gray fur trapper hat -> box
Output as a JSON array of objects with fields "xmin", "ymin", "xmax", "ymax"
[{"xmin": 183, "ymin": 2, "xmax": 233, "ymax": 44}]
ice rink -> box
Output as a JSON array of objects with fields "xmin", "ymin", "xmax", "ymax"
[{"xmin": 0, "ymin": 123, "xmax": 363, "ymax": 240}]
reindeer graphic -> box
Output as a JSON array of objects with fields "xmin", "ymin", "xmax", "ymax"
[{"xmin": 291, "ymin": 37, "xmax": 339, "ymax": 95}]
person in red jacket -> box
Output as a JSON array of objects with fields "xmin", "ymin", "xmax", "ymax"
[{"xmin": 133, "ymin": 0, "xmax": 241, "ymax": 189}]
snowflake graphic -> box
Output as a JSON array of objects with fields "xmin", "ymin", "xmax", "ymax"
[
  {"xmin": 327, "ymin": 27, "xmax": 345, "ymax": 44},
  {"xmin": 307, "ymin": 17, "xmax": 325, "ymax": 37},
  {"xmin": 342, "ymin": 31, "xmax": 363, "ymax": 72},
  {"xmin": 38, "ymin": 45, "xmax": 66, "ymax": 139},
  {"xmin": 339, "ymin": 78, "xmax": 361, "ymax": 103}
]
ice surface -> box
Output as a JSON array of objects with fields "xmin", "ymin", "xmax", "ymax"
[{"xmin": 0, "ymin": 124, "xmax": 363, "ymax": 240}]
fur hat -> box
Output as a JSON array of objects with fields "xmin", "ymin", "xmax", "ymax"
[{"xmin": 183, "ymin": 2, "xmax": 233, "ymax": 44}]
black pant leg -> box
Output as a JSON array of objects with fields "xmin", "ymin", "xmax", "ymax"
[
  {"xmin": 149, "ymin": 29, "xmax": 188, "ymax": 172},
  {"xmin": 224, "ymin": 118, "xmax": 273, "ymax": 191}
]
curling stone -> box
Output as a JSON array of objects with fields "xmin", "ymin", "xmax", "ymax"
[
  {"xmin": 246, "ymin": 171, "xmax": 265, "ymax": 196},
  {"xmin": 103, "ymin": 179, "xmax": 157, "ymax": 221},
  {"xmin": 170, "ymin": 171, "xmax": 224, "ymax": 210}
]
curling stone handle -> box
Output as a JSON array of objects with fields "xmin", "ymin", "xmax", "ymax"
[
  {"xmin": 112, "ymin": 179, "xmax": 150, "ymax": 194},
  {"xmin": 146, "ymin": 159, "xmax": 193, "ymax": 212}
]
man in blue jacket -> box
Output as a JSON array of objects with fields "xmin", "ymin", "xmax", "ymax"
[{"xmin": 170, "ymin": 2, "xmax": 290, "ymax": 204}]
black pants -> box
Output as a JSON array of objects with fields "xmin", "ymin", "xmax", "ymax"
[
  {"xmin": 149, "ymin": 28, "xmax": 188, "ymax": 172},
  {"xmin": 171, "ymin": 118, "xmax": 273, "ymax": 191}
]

====

→ **SET EXERCISE**:
Recast the lines as a JSON list of strings, one string per line with blank lines left out, starting at the line that contains "curling stone handle -> box" and ending at the last line of the rows.

→ **RESPONSE TO THIS TASK**:
[
  "curling stone handle -> box",
  "Output as a JSON array of objects with fields \"xmin\", \"ymin\", \"xmax\", \"ymax\"",
  "[",
  "  {\"xmin\": 112, \"ymin\": 179, \"xmax\": 150, \"ymax\": 194},",
  "  {\"xmin\": 146, \"ymin\": 159, \"xmax\": 193, \"ymax\": 212}",
  "]",
  "man in blue jacket -> box",
  "Output as a JSON array of objects with fields \"xmin\", \"ymin\", \"xmax\", \"ymax\"",
  "[{\"xmin\": 170, \"ymin\": 2, \"xmax\": 290, \"ymax\": 204}]",
  "black pants -> box",
  "Output as a JSON array of objects with fields \"xmin\", \"ymin\", \"xmax\", \"ymax\"",
  "[",
  "  {\"xmin\": 149, \"ymin\": 28, \"xmax\": 188, \"ymax\": 172},",
  "  {\"xmin\": 171, \"ymin\": 118, \"xmax\": 273, \"ymax\": 191}",
  "]"
]